┌──

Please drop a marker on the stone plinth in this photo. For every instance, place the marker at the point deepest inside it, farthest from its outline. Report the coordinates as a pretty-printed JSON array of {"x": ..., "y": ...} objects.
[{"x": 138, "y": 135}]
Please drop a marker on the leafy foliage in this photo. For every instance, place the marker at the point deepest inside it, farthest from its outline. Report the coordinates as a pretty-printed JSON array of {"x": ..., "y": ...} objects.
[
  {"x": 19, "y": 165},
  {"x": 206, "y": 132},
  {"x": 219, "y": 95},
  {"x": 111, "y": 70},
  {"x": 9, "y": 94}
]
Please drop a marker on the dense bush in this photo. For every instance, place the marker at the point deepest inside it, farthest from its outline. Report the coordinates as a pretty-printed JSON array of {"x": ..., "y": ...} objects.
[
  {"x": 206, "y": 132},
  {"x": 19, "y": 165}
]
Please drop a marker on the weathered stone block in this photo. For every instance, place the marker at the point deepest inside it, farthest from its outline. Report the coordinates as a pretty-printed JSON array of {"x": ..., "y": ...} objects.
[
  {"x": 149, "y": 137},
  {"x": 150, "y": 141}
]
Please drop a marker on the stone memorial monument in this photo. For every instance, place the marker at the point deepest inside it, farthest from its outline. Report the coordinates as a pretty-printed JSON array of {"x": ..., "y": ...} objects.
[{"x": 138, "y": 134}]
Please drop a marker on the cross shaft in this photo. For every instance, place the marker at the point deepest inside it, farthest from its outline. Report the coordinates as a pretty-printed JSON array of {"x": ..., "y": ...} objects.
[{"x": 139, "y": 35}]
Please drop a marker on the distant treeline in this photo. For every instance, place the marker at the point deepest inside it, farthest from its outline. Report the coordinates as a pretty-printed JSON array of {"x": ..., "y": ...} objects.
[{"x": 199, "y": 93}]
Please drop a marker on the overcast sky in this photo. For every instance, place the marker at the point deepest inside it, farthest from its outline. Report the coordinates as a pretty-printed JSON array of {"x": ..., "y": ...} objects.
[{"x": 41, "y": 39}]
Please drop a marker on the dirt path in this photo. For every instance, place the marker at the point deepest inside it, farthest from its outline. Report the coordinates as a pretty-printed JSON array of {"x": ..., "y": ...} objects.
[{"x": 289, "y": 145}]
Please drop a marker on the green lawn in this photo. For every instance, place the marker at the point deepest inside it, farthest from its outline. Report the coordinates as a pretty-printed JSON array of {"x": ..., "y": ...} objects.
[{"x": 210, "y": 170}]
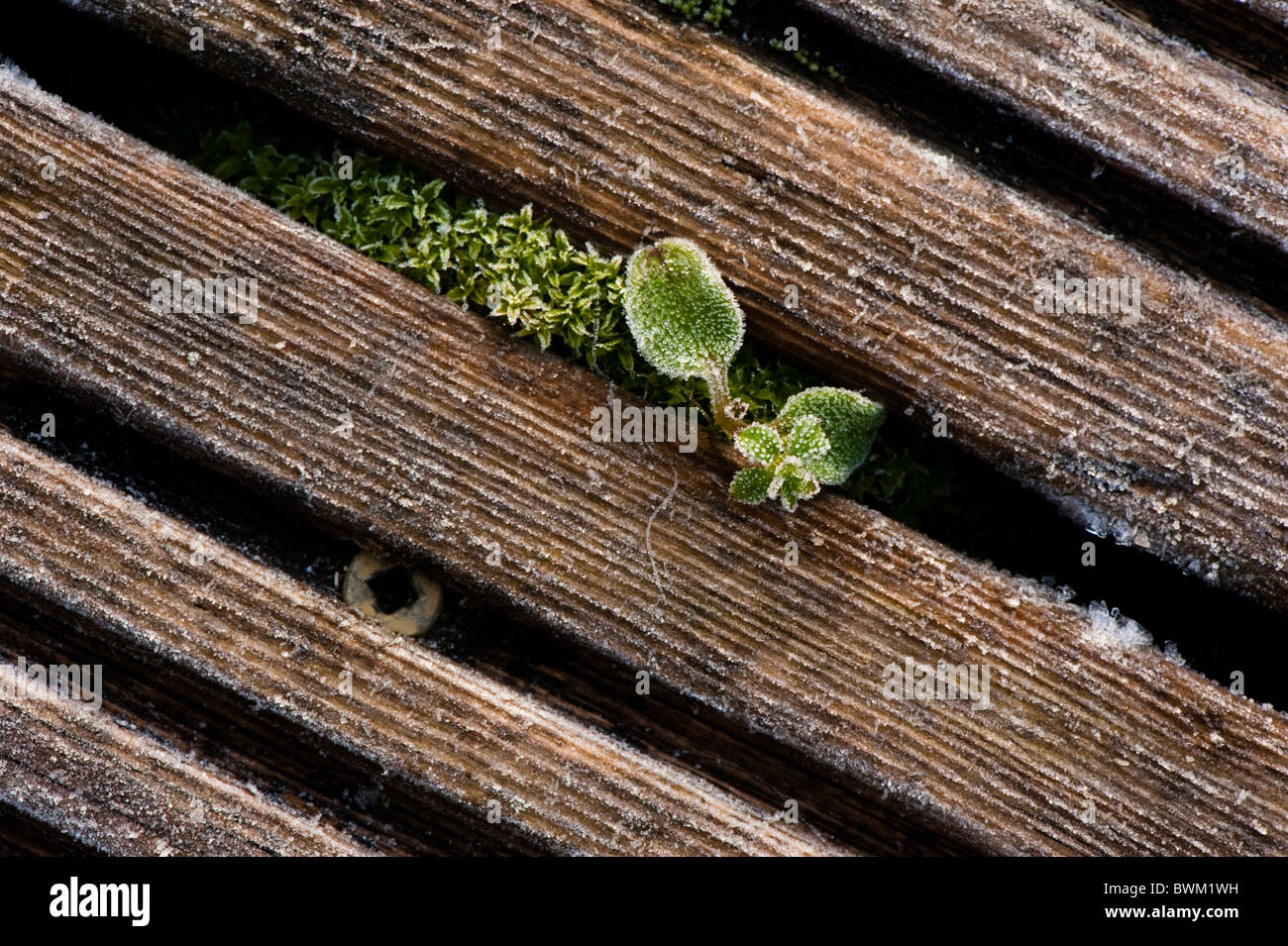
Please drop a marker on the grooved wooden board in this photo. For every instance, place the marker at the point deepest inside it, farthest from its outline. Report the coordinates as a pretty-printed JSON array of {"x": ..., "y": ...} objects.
[
  {"x": 452, "y": 732},
  {"x": 473, "y": 448},
  {"x": 121, "y": 793},
  {"x": 915, "y": 274},
  {"x": 1137, "y": 98}
]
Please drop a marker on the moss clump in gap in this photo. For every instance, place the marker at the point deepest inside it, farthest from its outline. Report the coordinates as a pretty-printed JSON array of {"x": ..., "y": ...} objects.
[
  {"x": 717, "y": 13},
  {"x": 719, "y": 16},
  {"x": 527, "y": 273},
  {"x": 811, "y": 60}
]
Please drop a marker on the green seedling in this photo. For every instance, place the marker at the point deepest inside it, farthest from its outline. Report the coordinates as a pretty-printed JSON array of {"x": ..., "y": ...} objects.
[{"x": 687, "y": 323}]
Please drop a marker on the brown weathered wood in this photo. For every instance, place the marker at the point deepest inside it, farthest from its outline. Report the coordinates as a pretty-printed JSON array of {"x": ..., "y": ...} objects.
[
  {"x": 915, "y": 274},
  {"x": 473, "y": 448},
  {"x": 1150, "y": 104},
  {"x": 450, "y": 730},
  {"x": 121, "y": 793}
]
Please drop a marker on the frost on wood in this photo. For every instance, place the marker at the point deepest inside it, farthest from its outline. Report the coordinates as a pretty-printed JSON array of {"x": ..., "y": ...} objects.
[{"x": 1107, "y": 627}]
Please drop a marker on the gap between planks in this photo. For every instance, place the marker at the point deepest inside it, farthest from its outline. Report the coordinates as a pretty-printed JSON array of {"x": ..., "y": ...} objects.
[
  {"x": 449, "y": 730},
  {"x": 915, "y": 274}
]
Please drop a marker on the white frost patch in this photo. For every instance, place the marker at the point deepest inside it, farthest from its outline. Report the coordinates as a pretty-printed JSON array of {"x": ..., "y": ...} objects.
[
  {"x": 11, "y": 72},
  {"x": 1108, "y": 628}
]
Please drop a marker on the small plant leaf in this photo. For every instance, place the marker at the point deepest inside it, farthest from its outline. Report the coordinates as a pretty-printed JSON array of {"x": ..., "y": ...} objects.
[
  {"x": 759, "y": 443},
  {"x": 751, "y": 485},
  {"x": 849, "y": 421},
  {"x": 683, "y": 317},
  {"x": 807, "y": 439},
  {"x": 793, "y": 481}
]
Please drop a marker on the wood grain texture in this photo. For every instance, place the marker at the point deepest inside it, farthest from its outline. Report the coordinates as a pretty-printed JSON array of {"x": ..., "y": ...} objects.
[
  {"x": 472, "y": 448},
  {"x": 121, "y": 793},
  {"x": 915, "y": 274},
  {"x": 450, "y": 730},
  {"x": 1104, "y": 81}
]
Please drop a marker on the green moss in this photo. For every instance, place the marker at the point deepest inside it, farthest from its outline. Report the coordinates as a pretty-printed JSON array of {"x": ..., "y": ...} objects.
[
  {"x": 712, "y": 12},
  {"x": 527, "y": 273},
  {"x": 811, "y": 60}
]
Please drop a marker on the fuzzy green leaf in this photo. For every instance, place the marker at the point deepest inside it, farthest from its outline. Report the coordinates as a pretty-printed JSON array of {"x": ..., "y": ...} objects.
[
  {"x": 759, "y": 443},
  {"x": 806, "y": 439},
  {"x": 791, "y": 482},
  {"x": 751, "y": 485},
  {"x": 849, "y": 421},
  {"x": 684, "y": 318}
]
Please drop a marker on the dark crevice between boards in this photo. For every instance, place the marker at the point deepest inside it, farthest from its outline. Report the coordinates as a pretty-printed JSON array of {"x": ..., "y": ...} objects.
[
  {"x": 281, "y": 761},
  {"x": 480, "y": 633},
  {"x": 1005, "y": 146},
  {"x": 983, "y": 514},
  {"x": 1223, "y": 29}
]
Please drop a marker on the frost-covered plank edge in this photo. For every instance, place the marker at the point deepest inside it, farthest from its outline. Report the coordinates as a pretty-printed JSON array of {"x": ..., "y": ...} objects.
[
  {"x": 123, "y": 793},
  {"x": 1140, "y": 99},
  {"x": 477, "y": 744},
  {"x": 473, "y": 448},
  {"x": 913, "y": 275}
]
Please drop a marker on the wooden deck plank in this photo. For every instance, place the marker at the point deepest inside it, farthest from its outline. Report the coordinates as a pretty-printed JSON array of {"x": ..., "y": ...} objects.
[
  {"x": 1155, "y": 107},
  {"x": 472, "y": 448},
  {"x": 914, "y": 274},
  {"x": 454, "y": 732},
  {"x": 121, "y": 793}
]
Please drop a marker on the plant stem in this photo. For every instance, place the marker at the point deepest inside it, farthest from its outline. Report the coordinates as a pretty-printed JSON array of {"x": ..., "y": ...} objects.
[{"x": 720, "y": 404}]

└──

▶ Description of the task
Each line of the data should be quoted exactly, with pictures left out.

▶ Written solution
Please drop a marker on the stone plinth in this photo. For every instance, place the marker at the point deepest inside it, farthest from its outline. Report the coordinates as a pretty-printed JSON array of {"x": ..., "y": ...} objects.
[{"x": 138, "y": 135}]
Please drop a marker on the leafy foliage in this photo. For every instance, place the marker at the point deepest inside it, farthest from its outline. Report the coordinates as a pretty-printed JSON array of {"x": ..., "y": ...} objects.
[
  {"x": 19, "y": 165},
  {"x": 206, "y": 132},
  {"x": 219, "y": 95},
  {"x": 111, "y": 70},
  {"x": 9, "y": 94}
]
Please drop a marker on the dense bush in this photo. For every instance, place the marker at the point deepest inside it, farthest from its outline. Report the coordinates as a pretty-printed JSON array of {"x": ..., "y": ...} objects.
[
  {"x": 206, "y": 132},
  {"x": 19, "y": 165}
]
Please drop a marker on the weathered stone block in this photo. For every instance, place the marker at the point deepest inside it, farthest from its outline. Report the coordinates as a pretty-printed JSON array of {"x": ..., "y": ...} objects.
[
  {"x": 149, "y": 137},
  {"x": 150, "y": 141}
]
Please drop a marker on the stone memorial monument in this photo. For every instance, place the marker at the point deepest inside it, farthest from its outline. Report the coordinates as a pretty-printed JSON array of {"x": ..., "y": ...} objects.
[{"x": 138, "y": 134}]
Please drop a marker on the cross shaft in this photo. For every instance, place the marker at the point deepest inside it, farthest from its outline. Report the coordinates as a pretty-printed JSON array of {"x": ..., "y": ...} objects.
[{"x": 139, "y": 35}]
Please drop a marker on the distant treeline in this photo. For every instance, place the marker at the point deepest inside it, farthest from its outline. Report the coordinates as a pretty-printed JSON array of {"x": ..., "y": ...} objects.
[{"x": 199, "y": 93}]
Please drop a marker on the overcast sky in this photo. For every instance, place the marker at the point deepest inside it, farthest from its outline. Report the coordinates as a pretty-printed JSON array of {"x": ..., "y": ...} objects.
[{"x": 41, "y": 39}]
Please drop a marker on the dirt path in this photo. For every instance, place the marker at the point deepest inside it, farthest from its outline. Report the coordinates as a pretty-printed JSON array of {"x": ..., "y": ...} objects.
[{"x": 289, "y": 145}]
Please drop a marker on the green lawn in this photo. For every instance, place the marker at the point deepest inside it, farthest from its outline. Report the coordinates as a pretty-printed JSON array of {"x": ..., "y": ...} objects.
[{"x": 210, "y": 170}]
Please drop a marker on the grooved wooden board in this photo. For every instance, place the marker at the point deepest inside it, farthest from its outline. Report the coordinates as a pretty-printed JSON array of {"x": ..., "y": ...} objects.
[
  {"x": 452, "y": 732},
  {"x": 473, "y": 448},
  {"x": 121, "y": 793},
  {"x": 915, "y": 274},
  {"x": 1137, "y": 98}
]
Please drop a marker on the moss clump in gap in this photo. For every instance, place the marker at the point deepest inside it, farthest from its outline. Report the coordinates as a pretty-printed JSON array of {"x": ..., "y": ...} objects.
[
  {"x": 717, "y": 13},
  {"x": 719, "y": 16},
  {"x": 527, "y": 273},
  {"x": 811, "y": 60}
]
Please drop a marker on the green seedling in this photo. For every instance, place the marker at the point deepest inside it, farthest from its outline. Report the coordinates as a pretty-printed JSON array of {"x": ..., "y": ...} objects.
[{"x": 687, "y": 323}]
Please drop a marker on the brown weathered wood in this photo. For every instance, place the marker at the point deepest inside it, farthest from its outline. Report the coordinates as a pretty-printed JSON array of {"x": ..., "y": ...} objects.
[
  {"x": 915, "y": 274},
  {"x": 473, "y": 448},
  {"x": 1150, "y": 104},
  {"x": 450, "y": 730},
  {"x": 121, "y": 793}
]
Please drop a marker on the frost on wood in this photo. For every instance, place the marker at the point deepest inside it, farthest from its outline. Report the coordinates as a pretty-printed JSON array of {"x": ..., "y": ...} objects.
[{"x": 1107, "y": 627}]
Please drop a marker on the gap between planks in this photo. For every instance, place the marker at the point deepest inside it, farthest from its outline. Report the coordinates as a pretty-printed JSON array of {"x": ..., "y": ...} objects.
[
  {"x": 449, "y": 730},
  {"x": 915, "y": 274}
]
Please drop a marker on the white frost patch in this photo. For every instance, place the marker at the point deepest inside it, farthest from its outline. Report the coordinates as a pretty-printed JSON array of {"x": ..., "y": ...} objects.
[
  {"x": 11, "y": 72},
  {"x": 1108, "y": 628}
]
Please drop a marker on the small plant leaf in this photo. For every instance, place the marker at the point deepest inside it, farthest from its outline. Report the coordinates as a pretty-printed JSON array of {"x": ..., "y": ...} objects.
[
  {"x": 759, "y": 443},
  {"x": 751, "y": 485},
  {"x": 849, "y": 421},
  {"x": 683, "y": 317},
  {"x": 807, "y": 439},
  {"x": 793, "y": 481}
]
Please drop a marker on the wood grain texture in this photo. For every instance, place the marker at the point deepest inside it, farthest from its outline. Report the coordinates as a pretty-printed JSON array of {"x": ..., "y": ...} objects.
[
  {"x": 472, "y": 448},
  {"x": 121, "y": 793},
  {"x": 915, "y": 274},
  {"x": 450, "y": 730},
  {"x": 1104, "y": 81}
]
Please drop a marker on the green moss in this photo. For every instance, place the marker at the point deepest inside it, farthest from its outline. Report the coordinates as a pretty-printed JSON array of {"x": ..., "y": ...} objects.
[
  {"x": 712, "y": 12},
  {"x": 527, "y": 273},
  {"x": 811, "y": 60}
]
Please drop a marker on the fuzzy green leaf in this photo. For every instance, place the marker at the point deepest inside it, farthest from its outline. Report the coordinates as a pretty-printed JSON array of {"x": ..., "y": ...} objects.
[
  {"x": 759, "y": 443},
  {"x": 806, "y": 439},
  {"x": 791, "y": 482},
  {"x": 751, "y": 485},
  {"x": 849, "y": 421},
  {"x": 684, "y": 318}
]
Please drop a marker on the dark crevice between boards in this photo. For every instance, place the marker at the point deepest inside it, farthest from its outline. Report the coordinates as a pretty-printed JSON array of {"x": ..., "y": ...} objects.
[
  {"x": 281, "y": 761},
  {"x": 480, "y": 633},
  {"x": 1005, "y": 146},
  {"x": 983, "y": 514},
  {"x": 1223, "y": 29}
]
Please drop a marker on the frost-covered plank edge in this photo. For every instance, place the marker at the point deepest inside it, farthest from its outline. Report the coordinates as a pretty-printed JSON array of {"x": ..., "y": ...} objects.
[
  {"x": 123, "y": 793},
  {"x": 1140, "y": 99},
  {"x": 477, "y": 744},
  {"x": 473, "y": 448},
  {"x": 913, "y": 275}
]
Please drop a marker on the wooden deck plank in this photo. For every instance, place the marker at the point deepest inside it, farthest from its outline. Report the coordinates as a pretty-printed JSON array of {"x": ..., "y": ...} objects.
[
  {"x": 1155, "y": 107},
  {"x": 472, "y": 448},
  {"x": 914, "y": 274},
  {"x": 454, "y": 732},
  {"x": 121, "y": 793}
]
Please drop a marker on the plant stem in this photo. For every instance, place the marker at the point deepest inside it, farthest from its outline. Report the coordinates as a pretty-printed JSON array of {"x": ..., "y": ...} objects.
[{"x": 720, "y": 404}]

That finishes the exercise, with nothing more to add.